=== CHALLENGE ===
Transcribe the data that follows precisely, omitting nothing.

::::

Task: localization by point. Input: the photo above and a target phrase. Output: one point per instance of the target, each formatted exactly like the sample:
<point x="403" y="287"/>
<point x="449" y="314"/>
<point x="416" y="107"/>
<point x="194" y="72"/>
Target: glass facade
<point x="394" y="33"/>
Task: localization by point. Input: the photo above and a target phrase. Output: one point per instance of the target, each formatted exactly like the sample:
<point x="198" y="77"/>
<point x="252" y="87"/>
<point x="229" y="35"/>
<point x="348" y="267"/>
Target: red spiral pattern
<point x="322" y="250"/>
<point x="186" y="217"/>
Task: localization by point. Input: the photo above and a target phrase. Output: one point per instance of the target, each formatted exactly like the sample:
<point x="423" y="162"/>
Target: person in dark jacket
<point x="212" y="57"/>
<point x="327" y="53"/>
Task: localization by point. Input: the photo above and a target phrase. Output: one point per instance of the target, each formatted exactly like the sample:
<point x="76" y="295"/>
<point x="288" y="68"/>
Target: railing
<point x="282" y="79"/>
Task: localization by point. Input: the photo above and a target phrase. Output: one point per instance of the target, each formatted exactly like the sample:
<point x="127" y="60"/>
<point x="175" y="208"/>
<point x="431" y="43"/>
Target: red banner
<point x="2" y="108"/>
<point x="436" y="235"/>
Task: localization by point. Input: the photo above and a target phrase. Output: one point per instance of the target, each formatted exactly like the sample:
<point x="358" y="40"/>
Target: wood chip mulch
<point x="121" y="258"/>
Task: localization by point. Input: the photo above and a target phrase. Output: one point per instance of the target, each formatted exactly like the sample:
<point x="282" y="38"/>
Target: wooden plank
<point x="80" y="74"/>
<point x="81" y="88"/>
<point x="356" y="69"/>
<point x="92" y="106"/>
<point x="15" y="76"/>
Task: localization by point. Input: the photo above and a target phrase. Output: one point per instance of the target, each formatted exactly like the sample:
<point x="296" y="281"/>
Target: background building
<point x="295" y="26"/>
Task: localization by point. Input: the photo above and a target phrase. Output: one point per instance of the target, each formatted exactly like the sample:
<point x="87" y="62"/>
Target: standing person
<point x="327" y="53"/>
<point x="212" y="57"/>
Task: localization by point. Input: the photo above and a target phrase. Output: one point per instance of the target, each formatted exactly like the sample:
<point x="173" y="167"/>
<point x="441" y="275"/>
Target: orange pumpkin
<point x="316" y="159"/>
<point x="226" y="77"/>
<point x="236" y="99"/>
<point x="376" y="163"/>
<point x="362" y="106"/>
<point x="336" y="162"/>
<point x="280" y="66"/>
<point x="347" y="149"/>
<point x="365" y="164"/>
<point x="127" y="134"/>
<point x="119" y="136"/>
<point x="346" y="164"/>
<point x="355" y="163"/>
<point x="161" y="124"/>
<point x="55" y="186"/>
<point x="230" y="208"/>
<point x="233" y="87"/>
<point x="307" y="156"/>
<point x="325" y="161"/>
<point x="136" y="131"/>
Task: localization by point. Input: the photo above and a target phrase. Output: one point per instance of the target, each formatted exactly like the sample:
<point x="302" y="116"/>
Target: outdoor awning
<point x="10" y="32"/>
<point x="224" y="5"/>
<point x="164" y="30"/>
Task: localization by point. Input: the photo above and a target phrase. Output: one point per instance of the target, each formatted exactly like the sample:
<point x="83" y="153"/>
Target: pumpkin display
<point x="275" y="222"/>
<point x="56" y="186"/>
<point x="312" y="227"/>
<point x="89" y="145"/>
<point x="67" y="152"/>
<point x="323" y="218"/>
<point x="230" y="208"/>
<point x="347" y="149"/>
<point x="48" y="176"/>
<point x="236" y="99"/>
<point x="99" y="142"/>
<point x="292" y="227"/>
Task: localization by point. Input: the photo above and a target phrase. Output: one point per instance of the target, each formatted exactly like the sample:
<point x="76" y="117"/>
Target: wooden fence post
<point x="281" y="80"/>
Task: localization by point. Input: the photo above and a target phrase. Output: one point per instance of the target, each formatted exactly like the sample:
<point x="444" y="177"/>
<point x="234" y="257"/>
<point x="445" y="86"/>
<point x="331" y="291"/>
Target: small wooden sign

::::

=== TASK RESPONSE ===
Task: localization by point. Input: the photo above and a target phrase. Output: one point per instance of the target, each formatted exactly like the sample:
<point x="403" y="287"/>
<point x="449" y="314"/>
<point x="416" y="107"/>
<point x="194" y="72"/>
Target: glass facade
<point x="394" y="33"/>
Task: localization by point. Input: the photo above and a target phrase. Output: one point per instance of the target, each formatted exactly like the sample:
<point x="198" y="77"/>
<point x="252" y="87"/>
<point x="229" y="35"/>
<point x="348" y="267"/>
Target: red spiral pattern
<point x="322" y="250"/>
<point x="186" y="217"/>
Task: localization by point. Input: the photo above and a target phrase. Output: one point per instance of the target, each formatted exactly like the sample:
<point x="423" y="162"/>
Target: person in dark jacket
<point x="212" y="57"/>
<point x="327" y="53"/>
Task: localization by point. Input: the photo above and a target phrase. Output: one point per instance of the target, each formatted exactly like the sample:
<point x="76" y="295"/>
<point x="288" y="68"/>
Target: railing
<point x="282" y="79"/>
Task: localization by point. Input: the photo above and a target phrase. Output: one point per instance of the target, each formatted exactly like the sample:
<point x="127" y="60"/>
<point x="175" y="208"/>
<point x="431" y="43"/>
Target: red banner
<point x="2" y="108"/>
<point x="436" y="235"/>
Task: localization by point. Input: the photo above and a target phrase. Output: one point per instance of the target, each formatted exactly like the sample:
<point x="358" y="40"/>
Target: wood chip mulch
<point x="121" y="258"/>
Task: localization by point. Input: the photo above and a target phrase. Output: one point per instance of the target, each formatted exactly like the sample:
<point x="282" y="38"/>
Target: wooden plank
<point x="80" y="74"/>
<point x="81" y="88"/>
<point x="356" y="69"/>
<point x="92" y="106"/>
<point x="15" y="76"/>
Task: localization by point. Input: the photo above and a target phrase. Output: one point per instance of the target, each formatted exactly like the sample:
<point x="296" y="281"/>
Target: background building
<point x="295" y="26"/>
Task: localization by point. Input: the photo above and a target phrase. Output: one point per instance of the target, each formatted exactly like the sample:
<point x="87" y="62"/>
Target: standing person
<point x="327" y="53"/>
<point x="212" y="57"/>
Task: localization by point. Input: the photo above and a target phrase. Output: one point per instance of the target, each formatted exactly like the sample:
<point x="173" y="167"/>
<point x="441" y="275"/>
Target: orange pumpkin
<point x="316" y="159"/>
<point x="226" y="77"/>
<point x="236" y="99"/>
<point x="376" y="163"/>
<point x="362" y="106"/>
<point x="336" y="162"/>
<point x="280" y="66"/>
<point x="347" y="149"/>
<point x="365" y="164"/>
<point x="127" y="134"/>
<point x="119" y="136"/>
<point x="346" y="164"/>
<point x="355" y="163"/>
<point x="161" y="124"/>
<point x="55" y="186"/>
<point x="230" y="208"/>
<point x="233" y="87"/>
<point x="307" y="156"/>
<point x="325" y="161"/>
<point x="136" y="131"/>
Task: localization by point. Input: the photo above and a target phrase. Output: one point per instance of the target, each formatted exactly like the sample:
<point x="302" y="116"/>
Target: outdoor awning
<point x="10" y="32"/>
<point x="224" y="5"/>
<point x="164" y="30"/>
Task: localization by point. Input: the photo above and a target phrase. Output: one point per instance of the target, each formatted exactly like the sample:
<point x="83" y="153"/>
Target: pumpkin display
<point x="275" y="222"/>
<point x="56" y="186"/>
<point x="312" y="227"/>
<point x="89" y="145"/>
<point x="67" y="152"/>
<point x="323" y="218"/>
<point x="230" y="208"/>
<point x="347" y="149"/>
<point x="48" y="176"/>
<point x="236" y="99"/>
<point x="99" y="142"/>
<point x="292" y="227"/>
Task: localization by point. Input: the photo above and a target phrase. Output: one point per instance of the target, each formatted exactly like the sample:
<point x="76" y="117"/>
Target: wooden fence post
<point x="281" y="80"/>
Task: localization by point. Input: the photo above and a target phrase. Output: one point per instance of the target, each formatted exactly like the sample:
<point x="444" y="177"/>
<point x="234" y="257"/>
<point x="445" y="86"/>
<point x="331" y="291"/>
Target: small wooden sign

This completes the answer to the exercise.